> [TO BE DONE]:
Reproduce every line of the records below verbatim.
====== GIVEN DATA ======
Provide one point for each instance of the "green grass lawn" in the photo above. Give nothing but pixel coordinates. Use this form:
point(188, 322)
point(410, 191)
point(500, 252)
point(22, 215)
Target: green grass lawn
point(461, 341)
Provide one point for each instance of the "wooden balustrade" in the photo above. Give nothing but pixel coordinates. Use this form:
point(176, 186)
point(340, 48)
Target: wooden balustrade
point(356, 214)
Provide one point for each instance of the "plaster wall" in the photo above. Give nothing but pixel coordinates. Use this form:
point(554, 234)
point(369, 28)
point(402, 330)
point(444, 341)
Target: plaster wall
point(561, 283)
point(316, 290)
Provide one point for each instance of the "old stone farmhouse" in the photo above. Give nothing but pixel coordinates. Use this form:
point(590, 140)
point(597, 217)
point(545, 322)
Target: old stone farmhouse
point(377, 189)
======
> [FULL OUTPUT]:
Provide one point for each instance of the "green grass lawn" in the photo above. Give nothing but pixel coordinates. Use this form:
point(188, 322)
point(410, 191)
point(500, 252)
point(22, 215)
Target: green grass lawn
point(461, 341)
Provide one point for each instance of the "wooden balustrade" in the photo above. Give nothing but pixel coordinates. Use this form:
point(176, 186)
point(340, 48)
Target: wooden balustrade
point(356, 214)
Provide one point for each instance of the "plaster wall" in the photo above. Give nothing but pixel coordinates. Use this form:
point(554, 234)
point(369, 28)
point(402, 330)
point(444, 341)
Target: plaster wall
point(561, 283)
point(316, 290)
Provide one point for each instance of the "old stone farmhouse" in the photo above. Give nothing but pixel coordinates. Use this form:
point(590, 140)
point(597, 217)
point(545, 322)
Target: old stone farmhouse
point(377, 189)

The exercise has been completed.